- [Task prompt] Copy every entry exactly.

===== Task inputs =====

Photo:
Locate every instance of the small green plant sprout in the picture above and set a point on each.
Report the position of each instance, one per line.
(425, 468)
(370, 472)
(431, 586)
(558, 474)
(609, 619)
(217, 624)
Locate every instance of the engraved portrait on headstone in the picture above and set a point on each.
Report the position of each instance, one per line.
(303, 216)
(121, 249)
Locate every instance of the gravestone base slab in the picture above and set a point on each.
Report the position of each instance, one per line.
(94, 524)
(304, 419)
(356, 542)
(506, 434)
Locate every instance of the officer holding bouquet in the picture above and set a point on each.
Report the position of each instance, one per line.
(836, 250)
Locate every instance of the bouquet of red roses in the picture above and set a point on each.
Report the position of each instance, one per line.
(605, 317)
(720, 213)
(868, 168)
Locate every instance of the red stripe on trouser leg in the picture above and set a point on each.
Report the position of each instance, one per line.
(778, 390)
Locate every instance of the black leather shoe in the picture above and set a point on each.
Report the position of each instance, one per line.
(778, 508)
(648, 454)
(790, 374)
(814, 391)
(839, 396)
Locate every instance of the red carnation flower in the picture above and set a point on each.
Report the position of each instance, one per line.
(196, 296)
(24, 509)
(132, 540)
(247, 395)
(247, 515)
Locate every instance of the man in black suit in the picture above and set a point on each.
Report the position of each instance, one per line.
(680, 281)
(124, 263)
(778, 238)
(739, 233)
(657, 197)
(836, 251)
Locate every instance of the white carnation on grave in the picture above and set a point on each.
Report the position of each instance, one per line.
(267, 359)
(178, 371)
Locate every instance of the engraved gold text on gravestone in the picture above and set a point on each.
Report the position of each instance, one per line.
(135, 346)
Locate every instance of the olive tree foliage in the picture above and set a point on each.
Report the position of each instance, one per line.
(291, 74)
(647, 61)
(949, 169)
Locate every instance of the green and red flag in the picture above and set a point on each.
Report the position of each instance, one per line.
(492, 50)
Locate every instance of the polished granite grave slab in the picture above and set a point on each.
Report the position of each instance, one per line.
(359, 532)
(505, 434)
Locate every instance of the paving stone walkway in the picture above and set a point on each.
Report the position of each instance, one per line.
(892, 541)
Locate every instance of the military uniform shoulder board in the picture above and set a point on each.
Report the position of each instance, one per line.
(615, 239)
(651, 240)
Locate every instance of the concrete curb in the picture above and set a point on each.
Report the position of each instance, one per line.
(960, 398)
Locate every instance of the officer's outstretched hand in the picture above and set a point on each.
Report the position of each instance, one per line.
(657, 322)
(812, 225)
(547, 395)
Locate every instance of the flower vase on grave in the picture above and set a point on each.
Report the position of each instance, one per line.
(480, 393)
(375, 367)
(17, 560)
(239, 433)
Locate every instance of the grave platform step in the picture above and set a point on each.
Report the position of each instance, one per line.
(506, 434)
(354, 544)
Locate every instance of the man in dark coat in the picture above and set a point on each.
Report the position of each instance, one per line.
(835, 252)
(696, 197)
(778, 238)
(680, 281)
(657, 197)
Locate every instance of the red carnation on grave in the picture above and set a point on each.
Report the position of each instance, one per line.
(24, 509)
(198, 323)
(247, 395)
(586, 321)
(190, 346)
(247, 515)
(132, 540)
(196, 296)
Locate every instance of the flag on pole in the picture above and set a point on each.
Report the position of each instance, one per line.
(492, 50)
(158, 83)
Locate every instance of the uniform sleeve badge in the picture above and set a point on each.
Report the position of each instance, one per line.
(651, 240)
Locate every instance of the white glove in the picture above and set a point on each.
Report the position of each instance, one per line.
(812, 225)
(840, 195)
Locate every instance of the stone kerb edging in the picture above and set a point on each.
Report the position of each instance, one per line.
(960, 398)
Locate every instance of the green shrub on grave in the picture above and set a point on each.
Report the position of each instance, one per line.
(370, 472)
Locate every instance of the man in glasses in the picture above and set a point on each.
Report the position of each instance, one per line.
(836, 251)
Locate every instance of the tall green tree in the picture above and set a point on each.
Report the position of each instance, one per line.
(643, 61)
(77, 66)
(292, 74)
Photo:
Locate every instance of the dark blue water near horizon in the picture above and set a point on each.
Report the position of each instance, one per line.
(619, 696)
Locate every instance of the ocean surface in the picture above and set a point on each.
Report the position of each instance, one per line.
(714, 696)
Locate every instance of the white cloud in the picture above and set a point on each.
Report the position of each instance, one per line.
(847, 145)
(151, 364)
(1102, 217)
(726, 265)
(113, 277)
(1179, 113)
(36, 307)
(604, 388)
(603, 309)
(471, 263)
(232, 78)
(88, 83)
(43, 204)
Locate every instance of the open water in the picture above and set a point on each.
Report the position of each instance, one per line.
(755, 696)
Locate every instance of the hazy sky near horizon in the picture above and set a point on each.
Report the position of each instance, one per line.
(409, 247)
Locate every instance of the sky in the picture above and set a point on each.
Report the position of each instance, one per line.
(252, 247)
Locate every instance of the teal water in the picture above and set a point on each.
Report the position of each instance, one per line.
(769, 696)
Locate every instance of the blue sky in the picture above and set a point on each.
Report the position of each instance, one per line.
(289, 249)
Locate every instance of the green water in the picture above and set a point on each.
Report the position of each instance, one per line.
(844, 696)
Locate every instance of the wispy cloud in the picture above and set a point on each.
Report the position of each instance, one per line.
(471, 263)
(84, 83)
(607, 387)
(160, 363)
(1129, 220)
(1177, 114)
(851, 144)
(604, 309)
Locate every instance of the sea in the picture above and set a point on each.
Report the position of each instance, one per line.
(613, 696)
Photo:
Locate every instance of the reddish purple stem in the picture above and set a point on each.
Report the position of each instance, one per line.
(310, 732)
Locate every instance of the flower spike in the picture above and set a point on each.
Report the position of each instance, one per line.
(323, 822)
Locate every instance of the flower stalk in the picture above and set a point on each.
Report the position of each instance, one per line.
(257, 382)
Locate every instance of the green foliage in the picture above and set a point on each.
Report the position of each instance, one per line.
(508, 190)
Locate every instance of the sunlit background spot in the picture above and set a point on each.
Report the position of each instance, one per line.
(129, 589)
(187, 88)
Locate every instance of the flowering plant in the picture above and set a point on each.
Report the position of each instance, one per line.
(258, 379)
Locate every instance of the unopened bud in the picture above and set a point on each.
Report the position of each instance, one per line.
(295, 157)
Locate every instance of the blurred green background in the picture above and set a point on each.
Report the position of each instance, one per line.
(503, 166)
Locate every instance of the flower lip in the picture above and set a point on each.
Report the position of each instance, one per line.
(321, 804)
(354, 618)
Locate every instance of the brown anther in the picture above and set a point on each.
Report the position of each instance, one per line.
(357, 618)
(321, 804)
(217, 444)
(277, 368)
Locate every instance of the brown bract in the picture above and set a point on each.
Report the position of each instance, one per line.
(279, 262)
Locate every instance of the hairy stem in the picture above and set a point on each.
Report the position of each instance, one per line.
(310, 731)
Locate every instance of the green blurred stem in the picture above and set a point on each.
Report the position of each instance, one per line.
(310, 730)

=====

- [Expected output]
Photo:
Locate every instance of the small green plant sprout in the picture above and set a point on each.
Report the position of each instance, one per line.
(425, 468)
(370, 472)
(431, 586)
(558, 474)
(609, 619)
(217, 624)
Locate every instance of the engraved portrait on headstone in the picture above and set a point on each.
Report the position of each instance, one per line.
(303, 216)
(121, 249)
Locate every instance of the gravestone base slab in the picture above and set a point on each.
Report the position of each instance, one per line.
(94, 524)
(304, 419)
(356, 542)
(506, 434)
Locate every instance of the officer holding bouquet in the picture above and set a point on each.
Report the position of each instance, one per line.
(836, 250)
Locate every instance of the bouquet of red roses in the picture above and set a point on each.
Report the position of each instance, one per line.
(605, 317)
(720, 213)
(868, 168)
Locate every instance of the red stripe on trouser leg in the picture above and set a point on each.
Report the position of each instance, one per line.
(778, 390)
Locate every instance of the black leather shoe in the picture above and set a point on each.
Report the position of each instance, one per line.
(778, 508)
(648, 454)
(790, 374)
(814, 391)
(839, 396)
Locate every instance of the red carnation flower in the picture above and set a point on each.
Report the position of each instance, one per line.
(196, 296)
(24, 509)
(132, 540)
(247, 395)
(247, 515)
Locate every instance of the man in black suit in the picture above and set a point on each.
Report the position of each instance, one per line.
(680, 281)
(124, 263)
(778, 238)
(739, 233)
(657, 197)
(836, 251)
Locate every instance of the white carnation on grave in the picture above and set a point on each.
Report the position of each instance, one per line.
(267, 359)
(178, 371)
Locate every instance of the engraved gold text on gravestone in the picture above and set a point on each.
Report the position of each instance, one per line.
(135, 346)
Locate every instance of the olive tree foliage in the picture above and set a point on each.
Report the position of each instance, one per line.
(291, 74)
(647, 61)
(949, 169)
Locate every instance of the green and red flag in the picture above and set a point on each.
Report the position of each instance, one per line.
(492, 50)
Locate every instance of the polished granite grave slab in the picture above and set a point on each.
Report the position of each instance, one per line.
(359, 532)
(505, 434)
Locate every instance of the paving stone walkway in the picture above and set a point on each.
Report the position of each instance, one per line.
(892, 541)
Locate every instance of the military uniform shoulder board in the picture above and set a point on each.
Report the position of each instance, one per line.
(615, 239)
(651, 240)
Locate every instance of the concrete curb in the picture above and set a point on each.
Report the position of each instance, one per line.
(960, 398)
Locate every instance of the officer's outstretched hand in the picture above and set a point on each.
Report the position of each instance, one per line.
(657, 322)
(812, 225)
(547, 395)
Locate every instance of the flower vase on grave in the picture above and set a point on each.
Report the position of each instance, one per line.
(480, 393)
(375, 367)
(17, 560)
(239, 433)
Locate every instance of the grave platform step in the picture above and set a point on each.
Report the position of each instance, one per line.
(506, 434)
(354, 544)
Locate every instance of the man in dark coat in the picture above and set a point on each.
Report the position of each instance, one per line.
(835, 252)
(696, 197)
(778, 238)
(680, 281)
(657, 197)
Locate every instance of the red carnation on grave in the picture above and set a point on each.
Report the position of each instance, one per line.
(24, 509)
(198, 323)
(247, 395)
(586, 321)
(190, 346)
(247, 515)
(132, 540)
(196, 296)
Locate every instance of the flag on pole in the picture above and set a point on each.
Report the position of each instance, one per line.
(492, 50)
(158, 83)
Locate every instance of the uniform sleeve badge in the picture above and set a point on each.
Report the position of each instance, one per line.
(651, 240)
Locate every instance of the white glove in the picture above and set a point on each.
Report the position of each instance, one per line.
(812, 225)
(840, 195)
Locate every instance of the stone kerb edging in the picture above and set a point on each.
Report the position of each instance, one per line.
(960, 398)
Locate every instance of the green shrub on grave in the picture above and set a point on each.
Report the position of each instance, one per line.
(370, 472)
Locate every instance of the man in glasses in the picture above and set a point on each.
Report the position of each instance, one per line.
(836, 251)
Locate every instance of the tall green tree in the picture above and set a point on each.
Report the position of each instance, one per line.
(643, 61)
(77, 66)
(292, 74)
Photo:
Locate every instance of the dark blue water near horizon in the picture above and set a point on each.
Report the position of each instance, one per line.
(619, 696)
Locate every instance of the ocean surface in the picture above and set a point on each.
Report the position of each instance, one per line.
(714, 696)
Locate every instance of the white cloud in the picture above and set a point on each.
Report the position of each instance, one per line.
(847, 145)
(151, 364)
(1102, 217)
(726, 265)
(113, 277)
(1179, 113)
(36, 307)
(604, 388)
(603, 309)
(471, 263)
(232, 78)
(88, 83)
(43, 204)
Locate every instance of the open water in the picture above and set a point on each.
Report the position of each instance, one per line.
(755, 696)
Locate every instance of the hazy sky near horizon in the picture above and set a point on each.
Report the position of each instance, one per line.
(409, 247)
Locate every instance of the sky in the picture above and set a point on each.
Report the position of each instance, one per line.
(252, 247)
Locate every instance of the teal water in the picture above and set a point on each.
Report the position of each instance, one per line.
(769, 696)
Locate every instance of the blue sky in the picture above and set a point on each.
Report the position of each instance, one per line.
(289, 249)
Locate every instance of the green water in the picture above and set a point on each.
Report the position of each instance, one per line.
(844, 696)
Locate every instance of the wispy cloud in the picture above and set a point on each.
Report the position of each instance, one per line.
(471, 263)
(84, 83)
(607, 387)
(160, 363)
(1129, 220)
(1177, 114)
(851, 144)
(604, 309)
Locate every instance of the sea in the picture above and set a point on each.
Report the position of each instance, one per line.
(613, 696)
Photo:
Locate every instance of the reddish purple stem in the picture above and set a point on each.
Report the position of each instance, one per line.
(310, 732)
Locate every instance of the flower spike in the picture above and set a point on each.
Report the position of each instance, one per line.
(323, 822)
Locate every instance of the flower stalk in the picture above and set a point on each.
Report the position of each instance, one per line.
(257, 382)
Locate every instance of the green foliage in the picture above and set a point on each.
Report the position of each instance, one per line.
(508, 190)
Locate every instance of the sunlit background spot in the picture above and set a point on each.
Report the position of each instance, one per line.
(129, 589)
(187, 88)
Locate every instance of the flowering plant in the picture above and set a point on each.
Report the position of each instance, one per line.
(258, 379)
Locate every instance of the unopened bud in the picture above and set a point on each.
Report the position of each instance, one per line.
(295, 157)
Locate every instance of the blurred green background in the picture above and set a point on each.
Report the position of each instance, one per line.
(503, 166)
Locate every instance of the flower lip in the picture above and set a point on each.
Report the position of each instance, one per line.
(321, 804)
(354, 618)
Locate every instance of the brown anther in the picture above and set a point on each.
Report the position of each instance, one per line.
(357, 618)
(321, 804)
(217, 444)
(277, 368)
Locate every instance of the brown bract in the picture above and set a point on each.
Report the position of each instance, one per line.
(279, 262)
Locate every instance of the hairy stem in the picture above and set a point on each.
Report the position of each instance, one per line.
(310, 731)
Locate every instance of the green blurred stem in the picture above and set a point on each.
Report the position of each instance, one per line.
(310, 730)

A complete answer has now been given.